→ **Показанный отрывок**

______

Подсчитано, что во всей мировой литературе существует около 130 сюжетов! Не мудрено, что Голливуд платит за идею сценария миллионы долларов – и все равно сплошные перепевы. Сценарист Ежов был бы у них на вес золота: 102 международные премии! Сценарии фильмов “Баллада о солдате”, “Дворянское гнездо”, “33”, “Крылья”, “Это сладкое слово – свобода”, “Белое солнце пустыни”, “Сибириада”, “Мой лучший друг генерал Василий, сын Иосифа” – это все Валентин Иванович. Откуда же он черпал свои истории? Об этом его рассказ.
Шли мы с Гришей Чухраем от ВГИКа пешком по мокрому снегу, каждый вспоминал свою войну – он был десантником, я служил в морской авиации. Тогда солдатских картин не снимали, одни генеральские, солдаты в них только в атаку за танками бежали. А останови его – что он расскажет? И как показать характер? Решили, что наш солдатик поедет в отпуск к маме – отличится в бою, и его поощрят. Но он добрый парень и не может отказать людям: и туда нужно, и сюда…
Сначала к картине отнеслись прохладно, искали неточности: не давали, мол, тогда солдатам отпусков. Конечно, этого в уставе не найти. Но в жизни-то все зависело от командира: если полк шел в тыл на переформирование – мог и отпустить, наш же герой танк подбил. Поэтому министр обороны Малиновский на просмотре картины только и сказал: “А здорово его послали в отпуск!” – потому что так бывало, и он это знал, и мы… Один полковник из Политуправления Советской Армии, куратор военных газет, потом с трибуны заявил: “Это нож в спину нашей армии – солдат бежит от танка, как трус!” Малиновский в ответ: “А мне надоели фильмы, где бежит солдат с красным знаменем, а от него тикают фашистские танки!” Министр культуры Михайлов рассуждал по-своему: “Любите вы солдат убивать. Да и тема мелкая. Вот поехал бы в тыл генерал, зашел к секретарю обкома, на военный завод…” Но за нас вступился Герасимов.

______

→ **Исходные данные**

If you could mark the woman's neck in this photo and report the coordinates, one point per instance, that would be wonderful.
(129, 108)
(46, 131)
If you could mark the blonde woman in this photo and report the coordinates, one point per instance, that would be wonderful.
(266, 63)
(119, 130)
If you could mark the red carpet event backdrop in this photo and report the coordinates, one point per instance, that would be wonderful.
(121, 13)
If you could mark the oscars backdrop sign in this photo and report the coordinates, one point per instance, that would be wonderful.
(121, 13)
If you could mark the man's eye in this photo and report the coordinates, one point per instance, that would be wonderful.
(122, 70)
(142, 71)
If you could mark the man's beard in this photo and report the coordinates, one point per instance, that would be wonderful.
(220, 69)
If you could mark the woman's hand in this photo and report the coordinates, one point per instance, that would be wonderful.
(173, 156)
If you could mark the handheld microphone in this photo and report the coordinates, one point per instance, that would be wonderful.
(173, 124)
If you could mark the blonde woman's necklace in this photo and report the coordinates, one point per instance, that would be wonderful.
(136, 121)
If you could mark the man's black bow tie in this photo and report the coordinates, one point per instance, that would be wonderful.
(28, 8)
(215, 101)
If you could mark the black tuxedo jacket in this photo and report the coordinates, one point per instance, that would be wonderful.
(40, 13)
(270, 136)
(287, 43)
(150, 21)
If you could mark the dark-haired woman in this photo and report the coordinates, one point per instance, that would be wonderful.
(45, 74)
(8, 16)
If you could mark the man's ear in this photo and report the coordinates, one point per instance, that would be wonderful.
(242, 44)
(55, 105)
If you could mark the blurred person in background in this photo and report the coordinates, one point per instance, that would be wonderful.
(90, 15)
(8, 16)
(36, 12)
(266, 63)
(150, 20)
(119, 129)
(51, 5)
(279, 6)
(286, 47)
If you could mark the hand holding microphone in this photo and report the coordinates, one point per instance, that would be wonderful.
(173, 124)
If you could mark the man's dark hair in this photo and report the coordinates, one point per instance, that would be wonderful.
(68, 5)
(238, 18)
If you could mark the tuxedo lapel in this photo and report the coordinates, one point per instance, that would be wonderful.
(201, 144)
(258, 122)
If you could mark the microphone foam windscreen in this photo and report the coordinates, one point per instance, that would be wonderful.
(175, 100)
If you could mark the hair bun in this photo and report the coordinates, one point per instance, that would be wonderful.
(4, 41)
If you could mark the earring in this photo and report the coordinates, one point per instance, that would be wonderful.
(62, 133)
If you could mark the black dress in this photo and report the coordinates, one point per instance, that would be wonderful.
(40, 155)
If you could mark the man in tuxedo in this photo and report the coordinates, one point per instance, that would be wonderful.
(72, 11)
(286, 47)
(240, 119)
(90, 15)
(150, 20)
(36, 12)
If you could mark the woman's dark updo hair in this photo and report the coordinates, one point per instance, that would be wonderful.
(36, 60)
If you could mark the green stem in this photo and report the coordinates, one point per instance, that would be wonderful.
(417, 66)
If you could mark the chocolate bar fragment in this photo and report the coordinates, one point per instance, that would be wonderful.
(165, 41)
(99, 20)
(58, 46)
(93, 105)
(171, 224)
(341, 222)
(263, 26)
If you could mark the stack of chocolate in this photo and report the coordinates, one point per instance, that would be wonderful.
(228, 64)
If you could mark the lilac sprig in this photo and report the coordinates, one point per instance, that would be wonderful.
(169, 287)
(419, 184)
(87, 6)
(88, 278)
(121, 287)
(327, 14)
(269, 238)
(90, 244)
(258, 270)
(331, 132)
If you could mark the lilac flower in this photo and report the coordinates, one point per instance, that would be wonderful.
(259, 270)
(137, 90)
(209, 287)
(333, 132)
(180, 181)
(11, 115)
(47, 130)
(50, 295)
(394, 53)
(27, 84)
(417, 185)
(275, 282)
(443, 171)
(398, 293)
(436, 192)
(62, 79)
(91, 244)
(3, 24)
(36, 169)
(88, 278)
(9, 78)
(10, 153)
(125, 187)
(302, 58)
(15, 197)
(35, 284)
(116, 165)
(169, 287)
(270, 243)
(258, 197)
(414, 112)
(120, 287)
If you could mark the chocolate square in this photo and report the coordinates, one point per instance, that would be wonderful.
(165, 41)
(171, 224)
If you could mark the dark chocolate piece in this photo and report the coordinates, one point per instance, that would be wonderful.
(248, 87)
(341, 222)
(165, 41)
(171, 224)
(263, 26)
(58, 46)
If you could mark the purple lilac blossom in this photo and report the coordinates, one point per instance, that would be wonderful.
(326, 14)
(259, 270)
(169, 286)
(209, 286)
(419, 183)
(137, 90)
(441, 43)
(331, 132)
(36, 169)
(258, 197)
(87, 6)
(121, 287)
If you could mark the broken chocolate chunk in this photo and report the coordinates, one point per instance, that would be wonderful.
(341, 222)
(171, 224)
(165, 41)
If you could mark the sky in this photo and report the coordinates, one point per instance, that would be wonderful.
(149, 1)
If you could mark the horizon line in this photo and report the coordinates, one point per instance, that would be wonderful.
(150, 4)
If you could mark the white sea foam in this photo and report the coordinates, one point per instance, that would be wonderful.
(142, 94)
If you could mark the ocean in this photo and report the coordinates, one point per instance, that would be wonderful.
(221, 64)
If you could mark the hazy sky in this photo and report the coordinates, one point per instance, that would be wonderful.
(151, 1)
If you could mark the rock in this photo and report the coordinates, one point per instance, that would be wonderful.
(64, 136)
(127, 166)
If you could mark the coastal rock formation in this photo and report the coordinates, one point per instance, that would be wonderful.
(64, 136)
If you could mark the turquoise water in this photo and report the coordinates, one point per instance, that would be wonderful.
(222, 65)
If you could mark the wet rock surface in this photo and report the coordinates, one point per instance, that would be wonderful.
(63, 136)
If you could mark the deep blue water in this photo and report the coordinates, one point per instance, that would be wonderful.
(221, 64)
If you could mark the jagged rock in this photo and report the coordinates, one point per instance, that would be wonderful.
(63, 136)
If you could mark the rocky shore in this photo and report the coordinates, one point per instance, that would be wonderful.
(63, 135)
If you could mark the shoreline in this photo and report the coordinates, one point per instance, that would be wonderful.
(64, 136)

______

→ **Что сделать**
a) Перепишите из отрывка о сценаристе Ежове кусок от «Подсчитано, что во» до «этом его рассказ.» включительно, ничего не меняя.
b) Перескажите отрывок о сценаристе Ежове в двух предложениях.

→ **Правильные ответы**
a)
Подсчитано, что во всей мировой литературе существует около 130 сюжетов! Не мудрено, что Голливуд платит за идею сценария миллионы долларов – и все равно сплошные перепевы. Сценарист Ежов был бы у них на вес золота: 102 международные премии! Сценарии фильмов “Баллада о солдате”, “Дворянское гнездо”, “33”, “Крылья”, “Это сладкое слово – свобода”, “Белое солнце пустыни”, “Сибириада”, “Мой лучший друг генерал Василий, сын Иосифа” – это все Валентин Иванович. Откуда же он черпал свои истории? Об этом его рассказ.

b) Сценарист Валентин Ежов, автор сценариев многих известных фильмов и обладатель 102 международных премий, рассказывает, как вместе с Гришей Чухраем придумал историю о добром солдате, которого за отличие в бою отпускают к маме. Сначала к картине отнеслись прохладно и искали в ней неточности, но министр обороны Малиновский её оценил, а за авторов вступился Герасимов.